Written task: Output only the lines below from the one containing "An <instance> block" through the one containing "box: [0, 0, 222, 417]", both included, copied verbatim.
(Available records)
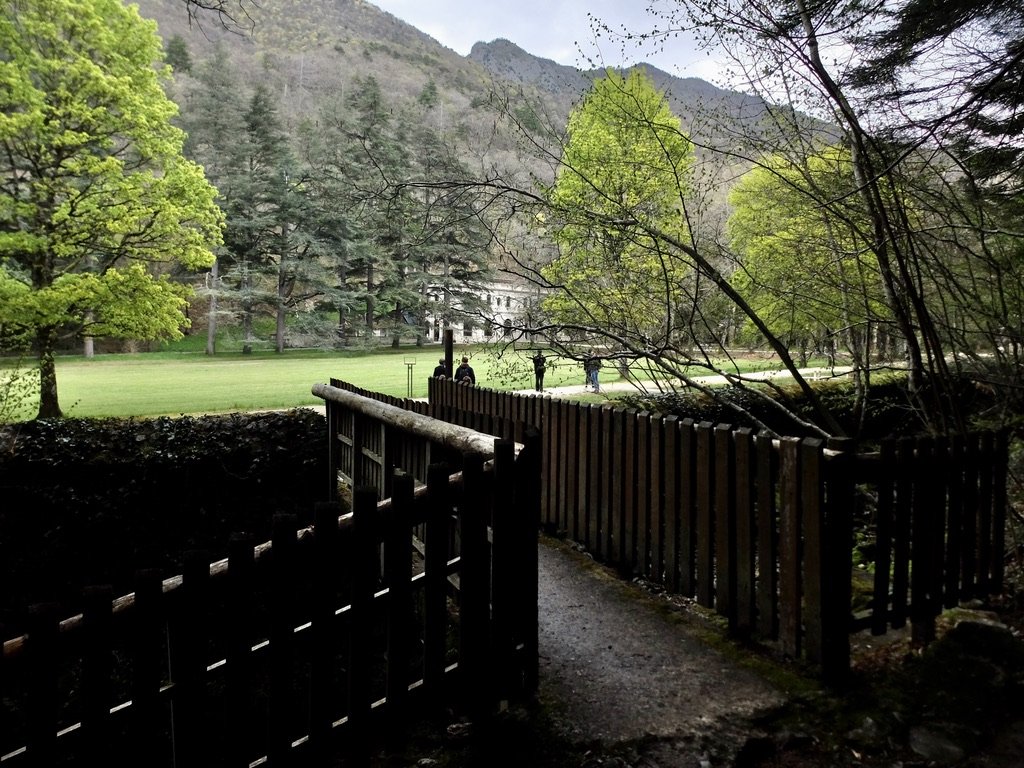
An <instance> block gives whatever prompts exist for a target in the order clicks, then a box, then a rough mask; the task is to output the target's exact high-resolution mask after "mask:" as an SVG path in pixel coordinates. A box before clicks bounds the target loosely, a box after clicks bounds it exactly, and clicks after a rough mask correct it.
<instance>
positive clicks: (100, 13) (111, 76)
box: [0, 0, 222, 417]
(End Available records)
(Available records)
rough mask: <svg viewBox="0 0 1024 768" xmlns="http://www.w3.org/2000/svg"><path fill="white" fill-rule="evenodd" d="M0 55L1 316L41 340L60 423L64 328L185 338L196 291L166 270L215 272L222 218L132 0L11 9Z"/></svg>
(End Available records)
(Available records)
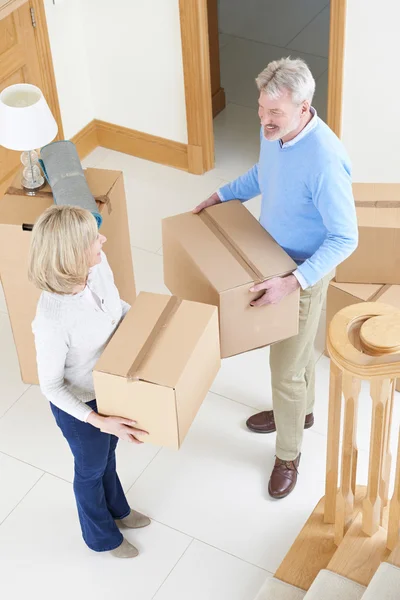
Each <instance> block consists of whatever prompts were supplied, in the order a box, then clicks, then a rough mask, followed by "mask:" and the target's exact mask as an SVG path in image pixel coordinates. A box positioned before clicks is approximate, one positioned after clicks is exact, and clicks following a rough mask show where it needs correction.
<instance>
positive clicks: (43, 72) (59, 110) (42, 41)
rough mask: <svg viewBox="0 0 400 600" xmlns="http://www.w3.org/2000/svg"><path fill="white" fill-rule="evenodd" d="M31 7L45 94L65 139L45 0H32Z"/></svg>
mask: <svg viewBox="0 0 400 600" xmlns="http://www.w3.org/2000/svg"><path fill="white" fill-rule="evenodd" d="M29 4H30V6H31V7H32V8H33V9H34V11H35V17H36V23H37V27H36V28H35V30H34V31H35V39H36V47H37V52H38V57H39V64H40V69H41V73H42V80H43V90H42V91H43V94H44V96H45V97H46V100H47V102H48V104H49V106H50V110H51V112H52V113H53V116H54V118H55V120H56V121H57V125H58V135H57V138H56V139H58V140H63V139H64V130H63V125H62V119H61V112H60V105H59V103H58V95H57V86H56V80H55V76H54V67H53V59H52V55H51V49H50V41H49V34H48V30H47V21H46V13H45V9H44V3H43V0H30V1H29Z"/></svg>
(End Available records)
Task response:
An <instance> block gives whatever prompts exist for a target in the order clicks, then a box, then a rough mask; the task is to output the target's exact high-resolution mask after "mask:" as an SVG path in pixel coordinates. A box before clicks bounds the target loosely, a box after clicks bounds it exactly, and clicks after a rough mask correct it.
<instance>
positive clicks: (100, 13) (111, 76)
box: [0, 0, 222, 417]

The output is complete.